Source extract:
Arguments (parameters) can also be added.

$ ls

ordinary file listing

$ ls | less

pipe listing to less, which displays it a page at a time

$ ls > filelist

redirect listing to file named "filelist"

$ ls -l

long file listing (file sizes, change times,..)

$ ls -a

include filenames starting with ".", normally not listed

$ ls -l -a

applies both the above options

$ ls -la

equivalent to the previous command

$ ls *.fort

list files called "ANYTHING.fort"

$ ls -lat *.fort

the t means list them in time order, not alphabetically












These examples show the main points of all GNU/Linux commands.  They are short, they take options, they take parameters, you can user several options together, you can chain commands together with pipes, you can redirect the output of a command to a file.

To list all files under a particular directory, use the -R option.

$ ls -R
photos1 photos2 photos3

centraal_station.jpg    nieuwe_kerk.jpg

ica.jpeg                sanders_theater.jpeg

bayeux_cathedral.jpeg   rouen_cathedral.jpeg    travel.odt
The "R" stands for "recursive." Note that the recursive option is uppercase -R in the ls command (-r is used to reverse the ordering the directory contents), but can be either uppercase or lowercase in the rm command.

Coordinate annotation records
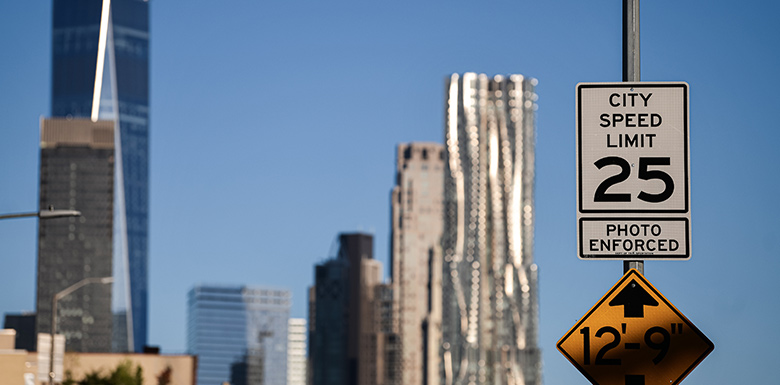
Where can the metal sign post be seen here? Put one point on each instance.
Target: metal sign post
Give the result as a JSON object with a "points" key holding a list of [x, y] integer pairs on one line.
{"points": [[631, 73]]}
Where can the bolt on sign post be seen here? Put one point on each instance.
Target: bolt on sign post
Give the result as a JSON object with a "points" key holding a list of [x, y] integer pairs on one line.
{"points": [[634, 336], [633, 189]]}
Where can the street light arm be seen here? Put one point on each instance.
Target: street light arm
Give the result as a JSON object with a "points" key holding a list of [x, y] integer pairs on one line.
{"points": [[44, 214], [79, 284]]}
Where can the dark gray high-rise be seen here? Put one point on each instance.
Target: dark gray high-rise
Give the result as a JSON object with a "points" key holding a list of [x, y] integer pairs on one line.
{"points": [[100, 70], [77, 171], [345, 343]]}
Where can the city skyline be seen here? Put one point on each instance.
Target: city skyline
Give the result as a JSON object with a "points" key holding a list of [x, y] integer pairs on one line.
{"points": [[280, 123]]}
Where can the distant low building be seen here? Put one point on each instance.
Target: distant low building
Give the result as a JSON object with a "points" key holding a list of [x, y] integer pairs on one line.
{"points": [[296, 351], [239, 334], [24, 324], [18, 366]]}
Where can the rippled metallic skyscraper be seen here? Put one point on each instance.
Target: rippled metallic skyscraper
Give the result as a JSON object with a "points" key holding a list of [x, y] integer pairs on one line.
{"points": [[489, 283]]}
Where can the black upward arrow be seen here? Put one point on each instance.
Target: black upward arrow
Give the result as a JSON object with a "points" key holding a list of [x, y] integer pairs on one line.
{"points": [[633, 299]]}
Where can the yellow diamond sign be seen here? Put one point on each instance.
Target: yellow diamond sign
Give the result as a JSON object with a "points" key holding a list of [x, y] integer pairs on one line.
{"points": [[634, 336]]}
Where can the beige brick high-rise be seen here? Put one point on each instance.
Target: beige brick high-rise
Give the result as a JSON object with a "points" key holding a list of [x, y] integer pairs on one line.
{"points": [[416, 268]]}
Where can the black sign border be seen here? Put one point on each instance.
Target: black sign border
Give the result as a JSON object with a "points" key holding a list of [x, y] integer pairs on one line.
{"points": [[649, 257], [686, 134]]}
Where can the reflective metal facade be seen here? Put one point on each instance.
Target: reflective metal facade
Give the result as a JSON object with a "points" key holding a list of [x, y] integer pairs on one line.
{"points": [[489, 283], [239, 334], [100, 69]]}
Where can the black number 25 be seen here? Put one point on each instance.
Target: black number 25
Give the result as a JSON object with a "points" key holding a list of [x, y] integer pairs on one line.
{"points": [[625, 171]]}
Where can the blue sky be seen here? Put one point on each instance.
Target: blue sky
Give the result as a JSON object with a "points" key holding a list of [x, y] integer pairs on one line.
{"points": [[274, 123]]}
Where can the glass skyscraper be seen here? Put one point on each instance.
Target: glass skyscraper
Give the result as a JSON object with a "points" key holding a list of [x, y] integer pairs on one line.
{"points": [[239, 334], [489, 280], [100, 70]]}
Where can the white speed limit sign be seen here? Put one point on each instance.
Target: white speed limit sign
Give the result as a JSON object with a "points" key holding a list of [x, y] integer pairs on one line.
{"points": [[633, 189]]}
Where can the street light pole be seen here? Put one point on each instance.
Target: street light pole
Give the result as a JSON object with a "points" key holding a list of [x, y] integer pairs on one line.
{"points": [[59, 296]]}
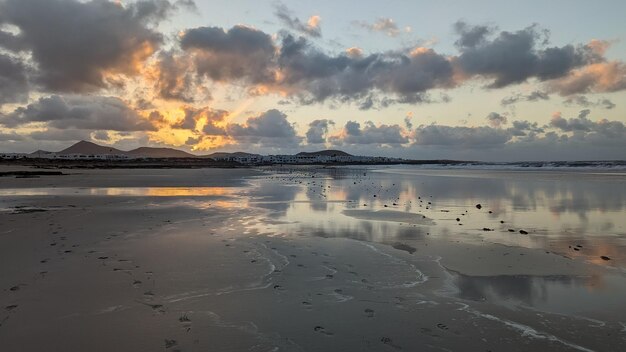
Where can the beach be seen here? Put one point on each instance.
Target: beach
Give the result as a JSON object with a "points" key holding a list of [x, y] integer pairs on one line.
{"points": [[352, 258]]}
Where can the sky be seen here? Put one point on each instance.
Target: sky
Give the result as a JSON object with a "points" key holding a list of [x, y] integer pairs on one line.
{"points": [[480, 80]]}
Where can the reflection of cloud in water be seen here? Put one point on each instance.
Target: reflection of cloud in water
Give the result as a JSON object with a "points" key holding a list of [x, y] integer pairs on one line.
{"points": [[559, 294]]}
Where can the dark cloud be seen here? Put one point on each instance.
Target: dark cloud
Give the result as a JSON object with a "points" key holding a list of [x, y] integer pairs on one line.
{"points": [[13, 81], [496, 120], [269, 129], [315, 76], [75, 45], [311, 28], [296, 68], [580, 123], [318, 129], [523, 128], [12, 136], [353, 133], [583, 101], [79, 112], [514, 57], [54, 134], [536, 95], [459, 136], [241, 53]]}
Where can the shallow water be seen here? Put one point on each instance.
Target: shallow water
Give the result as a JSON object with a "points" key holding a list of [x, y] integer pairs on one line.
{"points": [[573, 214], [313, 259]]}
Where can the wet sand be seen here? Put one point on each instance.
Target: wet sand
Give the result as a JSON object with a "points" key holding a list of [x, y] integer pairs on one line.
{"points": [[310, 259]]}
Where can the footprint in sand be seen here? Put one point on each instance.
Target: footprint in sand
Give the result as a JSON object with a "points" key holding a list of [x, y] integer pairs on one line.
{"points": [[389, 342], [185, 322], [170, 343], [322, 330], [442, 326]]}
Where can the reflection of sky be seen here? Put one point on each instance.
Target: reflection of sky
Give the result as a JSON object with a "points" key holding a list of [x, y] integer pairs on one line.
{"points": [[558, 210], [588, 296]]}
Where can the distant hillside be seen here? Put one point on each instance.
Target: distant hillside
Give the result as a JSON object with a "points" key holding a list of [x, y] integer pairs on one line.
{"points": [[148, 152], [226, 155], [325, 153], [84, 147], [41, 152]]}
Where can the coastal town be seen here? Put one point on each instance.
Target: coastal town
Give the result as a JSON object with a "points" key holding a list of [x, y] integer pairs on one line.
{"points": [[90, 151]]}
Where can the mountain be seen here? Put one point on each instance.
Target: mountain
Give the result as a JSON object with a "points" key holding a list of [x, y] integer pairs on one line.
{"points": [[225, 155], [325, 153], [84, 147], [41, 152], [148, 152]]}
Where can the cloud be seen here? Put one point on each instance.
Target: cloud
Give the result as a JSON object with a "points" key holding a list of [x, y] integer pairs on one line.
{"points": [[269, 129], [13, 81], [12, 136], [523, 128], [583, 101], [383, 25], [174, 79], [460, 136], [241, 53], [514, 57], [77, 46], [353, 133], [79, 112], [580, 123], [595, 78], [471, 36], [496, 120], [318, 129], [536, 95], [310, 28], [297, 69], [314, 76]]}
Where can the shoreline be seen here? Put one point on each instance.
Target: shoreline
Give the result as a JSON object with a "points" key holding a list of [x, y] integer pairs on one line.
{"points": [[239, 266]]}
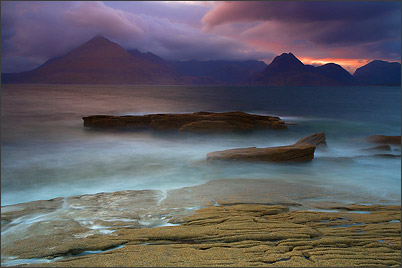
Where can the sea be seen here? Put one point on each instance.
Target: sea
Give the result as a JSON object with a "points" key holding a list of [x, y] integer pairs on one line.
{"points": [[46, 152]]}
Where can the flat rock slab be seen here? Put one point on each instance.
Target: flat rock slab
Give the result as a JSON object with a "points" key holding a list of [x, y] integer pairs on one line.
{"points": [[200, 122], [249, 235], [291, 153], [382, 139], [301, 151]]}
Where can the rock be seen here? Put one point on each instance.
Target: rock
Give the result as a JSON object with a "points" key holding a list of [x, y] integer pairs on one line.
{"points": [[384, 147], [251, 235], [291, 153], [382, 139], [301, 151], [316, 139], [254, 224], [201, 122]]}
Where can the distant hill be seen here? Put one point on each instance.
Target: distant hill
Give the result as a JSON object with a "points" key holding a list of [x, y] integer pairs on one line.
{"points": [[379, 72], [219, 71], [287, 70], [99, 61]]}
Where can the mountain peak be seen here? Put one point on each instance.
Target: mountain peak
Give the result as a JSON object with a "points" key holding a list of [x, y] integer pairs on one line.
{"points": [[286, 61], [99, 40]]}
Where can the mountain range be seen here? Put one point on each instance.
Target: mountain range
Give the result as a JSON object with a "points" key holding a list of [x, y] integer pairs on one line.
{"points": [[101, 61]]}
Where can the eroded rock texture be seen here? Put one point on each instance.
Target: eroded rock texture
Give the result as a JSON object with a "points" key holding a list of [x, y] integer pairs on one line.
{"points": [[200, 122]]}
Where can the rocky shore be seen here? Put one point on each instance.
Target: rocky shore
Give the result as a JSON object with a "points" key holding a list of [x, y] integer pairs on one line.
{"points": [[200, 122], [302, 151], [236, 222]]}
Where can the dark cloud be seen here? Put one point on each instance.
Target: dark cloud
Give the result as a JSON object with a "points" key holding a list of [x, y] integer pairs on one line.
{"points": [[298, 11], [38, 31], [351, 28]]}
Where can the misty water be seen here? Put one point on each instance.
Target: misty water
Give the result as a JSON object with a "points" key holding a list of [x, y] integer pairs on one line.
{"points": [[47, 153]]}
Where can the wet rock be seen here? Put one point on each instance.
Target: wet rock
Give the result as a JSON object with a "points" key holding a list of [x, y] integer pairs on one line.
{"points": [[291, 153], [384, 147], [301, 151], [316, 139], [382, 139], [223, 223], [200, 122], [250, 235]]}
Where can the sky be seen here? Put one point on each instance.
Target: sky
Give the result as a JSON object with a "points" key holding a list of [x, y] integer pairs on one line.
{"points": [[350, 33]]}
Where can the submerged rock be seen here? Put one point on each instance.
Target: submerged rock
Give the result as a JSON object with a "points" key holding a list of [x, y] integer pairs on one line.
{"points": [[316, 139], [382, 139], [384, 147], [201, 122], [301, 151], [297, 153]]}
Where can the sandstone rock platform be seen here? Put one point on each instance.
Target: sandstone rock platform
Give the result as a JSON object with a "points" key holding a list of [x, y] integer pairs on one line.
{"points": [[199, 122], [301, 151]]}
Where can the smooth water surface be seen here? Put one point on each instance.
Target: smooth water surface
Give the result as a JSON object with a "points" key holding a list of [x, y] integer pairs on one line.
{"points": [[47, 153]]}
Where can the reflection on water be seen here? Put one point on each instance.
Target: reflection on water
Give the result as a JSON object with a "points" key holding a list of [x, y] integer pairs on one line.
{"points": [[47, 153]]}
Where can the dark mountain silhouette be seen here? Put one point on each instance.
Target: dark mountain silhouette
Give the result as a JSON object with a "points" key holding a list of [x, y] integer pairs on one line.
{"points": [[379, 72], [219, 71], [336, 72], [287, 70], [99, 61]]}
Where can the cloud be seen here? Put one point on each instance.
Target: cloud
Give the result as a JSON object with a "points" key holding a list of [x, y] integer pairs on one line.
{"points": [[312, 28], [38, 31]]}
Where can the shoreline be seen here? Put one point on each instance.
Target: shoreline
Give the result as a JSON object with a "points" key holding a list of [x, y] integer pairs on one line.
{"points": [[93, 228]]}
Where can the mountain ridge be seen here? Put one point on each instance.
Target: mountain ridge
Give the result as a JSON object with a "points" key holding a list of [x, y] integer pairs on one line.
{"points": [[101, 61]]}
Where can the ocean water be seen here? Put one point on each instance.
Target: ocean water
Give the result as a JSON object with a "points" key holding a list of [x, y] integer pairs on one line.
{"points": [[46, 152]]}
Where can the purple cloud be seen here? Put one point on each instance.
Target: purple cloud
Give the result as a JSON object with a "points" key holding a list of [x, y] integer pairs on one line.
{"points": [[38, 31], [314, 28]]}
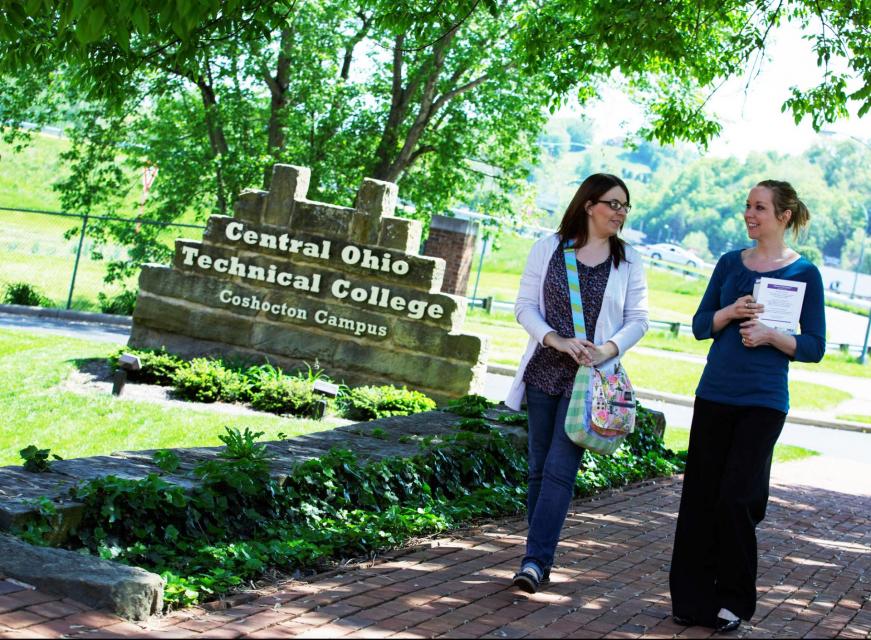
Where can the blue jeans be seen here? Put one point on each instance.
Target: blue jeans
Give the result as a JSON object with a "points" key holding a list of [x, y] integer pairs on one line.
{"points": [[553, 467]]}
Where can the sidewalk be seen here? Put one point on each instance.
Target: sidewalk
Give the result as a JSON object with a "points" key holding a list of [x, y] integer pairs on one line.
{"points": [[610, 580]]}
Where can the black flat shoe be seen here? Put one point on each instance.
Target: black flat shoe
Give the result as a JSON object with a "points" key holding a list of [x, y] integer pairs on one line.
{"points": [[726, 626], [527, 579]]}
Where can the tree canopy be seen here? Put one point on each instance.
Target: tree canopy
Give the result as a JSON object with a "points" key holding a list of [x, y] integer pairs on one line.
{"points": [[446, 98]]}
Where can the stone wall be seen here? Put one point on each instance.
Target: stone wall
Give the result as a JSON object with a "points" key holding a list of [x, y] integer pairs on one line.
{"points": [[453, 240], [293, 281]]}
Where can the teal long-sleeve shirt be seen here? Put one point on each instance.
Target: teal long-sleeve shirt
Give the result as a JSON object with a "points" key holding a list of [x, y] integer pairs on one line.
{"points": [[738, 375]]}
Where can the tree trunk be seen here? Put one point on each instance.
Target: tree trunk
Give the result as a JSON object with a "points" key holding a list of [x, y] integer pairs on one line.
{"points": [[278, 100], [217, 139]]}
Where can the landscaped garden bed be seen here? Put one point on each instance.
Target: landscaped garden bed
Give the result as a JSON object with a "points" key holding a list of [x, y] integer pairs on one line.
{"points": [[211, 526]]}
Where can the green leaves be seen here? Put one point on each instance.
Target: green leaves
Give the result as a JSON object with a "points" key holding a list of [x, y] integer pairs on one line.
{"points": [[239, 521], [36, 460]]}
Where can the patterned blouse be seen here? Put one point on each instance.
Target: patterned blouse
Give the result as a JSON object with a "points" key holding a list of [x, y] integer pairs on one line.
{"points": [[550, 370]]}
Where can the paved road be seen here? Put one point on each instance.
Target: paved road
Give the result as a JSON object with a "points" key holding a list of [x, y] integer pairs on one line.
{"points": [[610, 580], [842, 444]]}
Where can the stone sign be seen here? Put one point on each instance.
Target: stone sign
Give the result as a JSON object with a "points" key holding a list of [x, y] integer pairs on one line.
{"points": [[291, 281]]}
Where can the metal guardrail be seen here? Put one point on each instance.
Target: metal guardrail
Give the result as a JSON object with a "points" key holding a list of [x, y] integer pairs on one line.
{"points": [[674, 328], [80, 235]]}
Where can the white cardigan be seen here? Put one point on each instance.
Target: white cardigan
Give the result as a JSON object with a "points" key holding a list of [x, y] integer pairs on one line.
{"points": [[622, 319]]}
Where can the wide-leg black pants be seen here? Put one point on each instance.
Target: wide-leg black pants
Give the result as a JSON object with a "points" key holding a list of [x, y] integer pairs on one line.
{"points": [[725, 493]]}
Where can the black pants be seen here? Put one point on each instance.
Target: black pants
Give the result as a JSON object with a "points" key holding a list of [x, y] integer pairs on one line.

Prompt: Go on with the source extract on the GNU/Linux ls command, starting after its last sentence. None of the records are needed for this work.

Written answer:
man, info

Now that you know the basics of shell commands, use these often; you can learn almost anything you need from the ample (if terse) documentation they provide.

You can get a summary of almost any GNU/Linux command with the man command or the more recently developed info command. If the man command doesn't work, it is probably because your shell can't find the manual pages. This requires you to set the variable MANPATH to the correct directories. To find the directories that contain manual pages, try the following command. It means "print directories that have the name man":

$ find / -type d -name man -print 
Manual pages follow a fairly rigid format. They start with a command synopsis, then list all the options and arguments to the command. Other sections that may be present include a short description; examples, overview, defaults, exit status, environment variables, and known bugs.

Info presents similar material, but often with more detail, and split into several pages with navigation links.


The apropos command tells you about man files that contain any keyword you specify, including man pages about topics other than commands. You would have a hard time guessing the names of some of these topics without help from apropos.

$ apropos -a samba password
smbpasswd (5)        - The Samba encrypted password file


GNU/Linux has directories to help you organize your files. pwd tells you your "current working directory" or CWD. In directory specifications, "." stands for the current directory, and ".." for the parent directory. Paths starting with "/" are absolute, with no dependence on the current directory. Paths starting without a "/" are relative to the current directory.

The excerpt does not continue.